→ What to work on: Starting from the line that contains "Return one point per instance of the player's neck", reproduce each line exactly through the end of the material, and include no other lines.

→ Records to process:

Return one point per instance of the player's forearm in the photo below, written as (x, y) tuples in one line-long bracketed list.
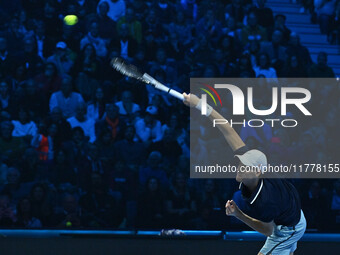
[(261, 227), (233, 139)]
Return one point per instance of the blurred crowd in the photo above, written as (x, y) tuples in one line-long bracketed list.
[(83, 147)]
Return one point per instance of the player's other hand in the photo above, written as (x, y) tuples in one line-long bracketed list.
[(231, 209), (190, 100)]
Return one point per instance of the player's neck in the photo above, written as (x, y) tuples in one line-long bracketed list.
[(251, 184)]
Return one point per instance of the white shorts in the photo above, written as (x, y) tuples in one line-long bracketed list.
[(284, 239)]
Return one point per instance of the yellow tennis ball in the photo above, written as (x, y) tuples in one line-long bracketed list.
[(70, 20)]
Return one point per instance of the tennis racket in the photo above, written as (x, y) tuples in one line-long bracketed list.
[(132, 71)]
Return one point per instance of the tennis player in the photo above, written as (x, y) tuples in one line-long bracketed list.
[(273, 206)]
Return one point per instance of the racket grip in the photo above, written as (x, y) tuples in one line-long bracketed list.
[(160, 86), (176, 94)]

→ Task result:
Return one point per instance of the player's neck in the photo above, written as (x, y) tuples in one line-long bracketed list.
[(251, 184)]
Return one point per instance of the white shorts in the photo above, written as (x, y) tuples in one line-long bracketed list.
[(284, 239)]
Return one point per instance of the yellow tennis ball in the photo above, written as (x, y) tuples in one line-long bracketed list.
[(70, 20)]
Return one point per instance of the tennis racket in the photo above, written as (x, y) tuples in one line-long bracketed list.
[(132, 71)]
Return one point per instance of the tennis player in the photo above, written as (x, y) tuples in one line-long bracketed list.
[(273, 206)]
Return one point per instance of the racket grip in the photo above, written as (x, y) tuples in one line-long bracketed list.
[(160, 86), (176, 94)]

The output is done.